§ **OBJECTIVES**:
1 – Reproduce the stretch of the Nabokov review from "So, I knew all" through "novel to reread.".
2 – In the Nabokov review, what did the reviewer reread, and at what point in the novel?

So, I knew all that before I had read the first word. And I knew this was a complex novel, an unreliable narrator writing a biography of his older half-brother, a Russian born English-language novelist who died young of a heart attack, and who has a few parallels to and a few key opposites from the life of Nabokov. And, Dirda emphasizes, it's a novel to reread.

I reread only chapter one. I did this when I was about half way through the novel and struggling to get in tune with a flow. (It did help) It's a difficult book to read, but also fascinating on many levels. Nabokov is playful and clown-y with language, structure, story, purpose, everything. Paragraphs end on topics completely different from where they began, routinely. Grammar is stretched, and playfully inconsistent. And nothing is as it seems. As readers we know our narrator, V., is unreliable. We aren't even sure he likes his older half-brother, his subject. We might doubt he is even actually who he says he is. So we aren't wondering whether to trust him, we are wondering what he is actually doing and why. What is V. actually searching for? And, maybe, what is wrong with him? Also I was left wanting to know more about this Sebastian Knight, author of several novels, all of which Nabokov goes into in some detail and all of which left me wishing they were real (and some elements were real). Mixed in all this play are a few notes on how this author thinks about writing...I mean, of course, maybe. How Sebastian Knight "used parody as a kind of springboard for leaping into the highest region of serious emotion", as if he was, "a clown with wings". Or later, V. commenting on all Knight's aspects, he says, "It's not the parts that matter, it is there combination". And he has interesting things to say on how an author struggles writing in English as second language, searching for words or expressions that he can't find or don't exist in the language. And the novel has moments of seriousness, but is quick to undermine them. The two most moving parts of the novel are each based on a humorous error. And they're still moving. This is a difficult but enjoyable novel.

§ **ROWS**:
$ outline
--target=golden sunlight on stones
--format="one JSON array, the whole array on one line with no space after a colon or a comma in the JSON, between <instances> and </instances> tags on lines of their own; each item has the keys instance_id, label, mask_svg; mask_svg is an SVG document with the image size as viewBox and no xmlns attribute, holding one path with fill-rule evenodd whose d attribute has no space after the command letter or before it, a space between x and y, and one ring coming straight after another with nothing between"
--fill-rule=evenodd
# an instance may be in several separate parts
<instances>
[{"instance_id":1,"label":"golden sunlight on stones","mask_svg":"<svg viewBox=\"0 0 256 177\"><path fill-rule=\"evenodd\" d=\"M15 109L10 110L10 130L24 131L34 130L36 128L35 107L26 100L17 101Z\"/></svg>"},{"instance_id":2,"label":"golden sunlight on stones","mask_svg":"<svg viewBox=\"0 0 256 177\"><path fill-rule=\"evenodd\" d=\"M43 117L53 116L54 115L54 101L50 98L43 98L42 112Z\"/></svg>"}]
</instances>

---

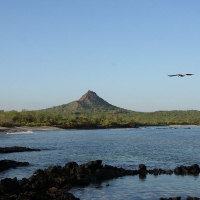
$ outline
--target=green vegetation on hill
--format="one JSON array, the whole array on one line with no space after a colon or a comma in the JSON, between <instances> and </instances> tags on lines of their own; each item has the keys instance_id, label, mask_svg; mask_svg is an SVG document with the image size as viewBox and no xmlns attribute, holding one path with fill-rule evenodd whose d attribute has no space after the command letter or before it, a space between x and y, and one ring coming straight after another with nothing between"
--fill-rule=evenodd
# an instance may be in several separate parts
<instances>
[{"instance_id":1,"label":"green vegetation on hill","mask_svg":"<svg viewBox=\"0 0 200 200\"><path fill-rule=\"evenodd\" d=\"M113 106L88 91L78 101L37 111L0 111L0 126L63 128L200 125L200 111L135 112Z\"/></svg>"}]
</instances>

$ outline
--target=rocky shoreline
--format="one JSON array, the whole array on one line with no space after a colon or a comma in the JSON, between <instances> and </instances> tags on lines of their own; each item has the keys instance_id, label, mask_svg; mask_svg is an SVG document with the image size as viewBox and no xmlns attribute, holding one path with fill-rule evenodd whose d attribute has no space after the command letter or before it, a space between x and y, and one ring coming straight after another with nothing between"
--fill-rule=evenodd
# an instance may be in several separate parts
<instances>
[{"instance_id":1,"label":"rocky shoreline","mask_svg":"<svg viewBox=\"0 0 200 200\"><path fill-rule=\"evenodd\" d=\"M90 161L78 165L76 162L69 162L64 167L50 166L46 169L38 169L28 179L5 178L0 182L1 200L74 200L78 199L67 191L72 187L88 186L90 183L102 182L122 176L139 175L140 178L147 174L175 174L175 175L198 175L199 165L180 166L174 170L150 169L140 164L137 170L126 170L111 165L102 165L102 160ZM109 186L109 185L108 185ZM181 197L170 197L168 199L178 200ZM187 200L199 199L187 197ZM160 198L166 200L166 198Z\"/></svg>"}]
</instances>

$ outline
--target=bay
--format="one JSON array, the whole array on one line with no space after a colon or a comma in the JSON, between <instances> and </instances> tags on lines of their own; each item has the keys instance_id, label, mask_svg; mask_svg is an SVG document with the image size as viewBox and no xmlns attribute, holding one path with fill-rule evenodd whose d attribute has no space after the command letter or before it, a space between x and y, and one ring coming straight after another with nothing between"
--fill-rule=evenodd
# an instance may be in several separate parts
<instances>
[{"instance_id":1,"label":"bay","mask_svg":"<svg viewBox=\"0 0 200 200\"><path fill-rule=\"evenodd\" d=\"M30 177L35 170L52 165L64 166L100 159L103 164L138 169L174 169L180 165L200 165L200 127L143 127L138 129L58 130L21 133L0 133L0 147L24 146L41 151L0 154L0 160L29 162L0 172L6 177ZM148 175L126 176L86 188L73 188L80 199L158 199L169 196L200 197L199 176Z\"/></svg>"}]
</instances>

---

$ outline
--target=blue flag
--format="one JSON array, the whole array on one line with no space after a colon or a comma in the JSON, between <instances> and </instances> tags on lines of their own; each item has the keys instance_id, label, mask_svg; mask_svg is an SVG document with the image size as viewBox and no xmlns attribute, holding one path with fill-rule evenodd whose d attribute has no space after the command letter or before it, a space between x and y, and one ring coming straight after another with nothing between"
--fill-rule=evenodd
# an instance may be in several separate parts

§ **RESPONSES**:
1 –
So, I knew all that before I had read the first word. And I knew this was a complex novel, an unreliable narrator writing a biography of his older half-brother, a Russian born English-language novelist who died young of a heart attack, and who has a few parallels to and a few key opposites from the life of Nabokov. And, Dirda emphasizes, it's a novel to reread.

2 – Only chapter one, when about half way through the novel.